What to work on — Rewrite the records with "sleeve" replaced by "cuff" and everything else left unchanged. Omit the pictures.

** Start Provided data **

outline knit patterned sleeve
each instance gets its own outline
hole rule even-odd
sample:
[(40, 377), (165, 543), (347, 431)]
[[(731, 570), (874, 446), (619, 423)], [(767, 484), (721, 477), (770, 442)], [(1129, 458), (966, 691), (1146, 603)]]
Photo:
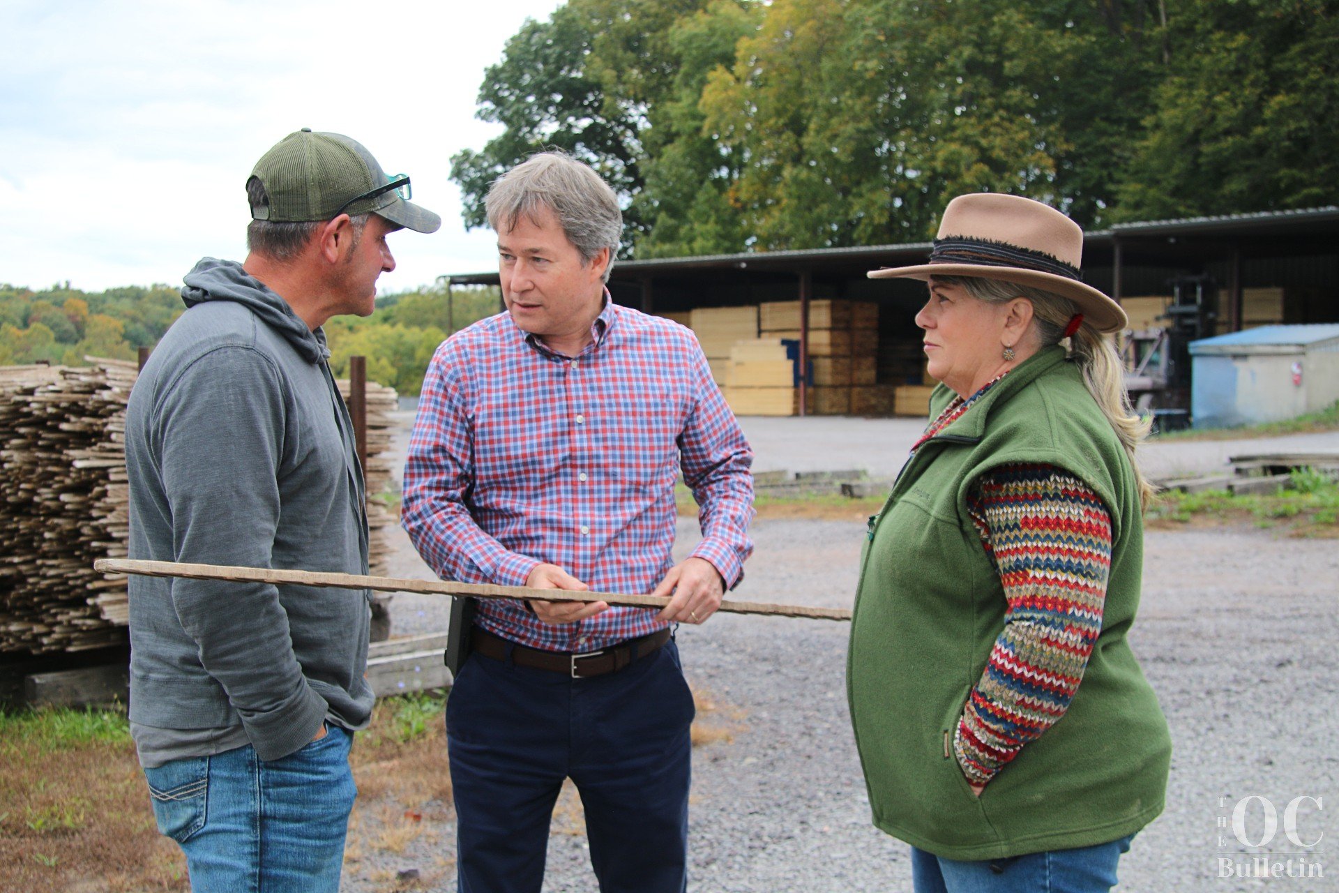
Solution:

** End Provided data **

Answer to this problem —
outline knit patterned cuff
each instance gets its own outline
hole rule even-odd
sample:
[(40, 377), (165, 543), (347, 431)]
[[(731, 570), (874, 446), (619, 423)], [(767, 484), (721, 477), (770, 442)], [(1129, 458), (966, 691), (1146, 603)]]
Photo:
Solution:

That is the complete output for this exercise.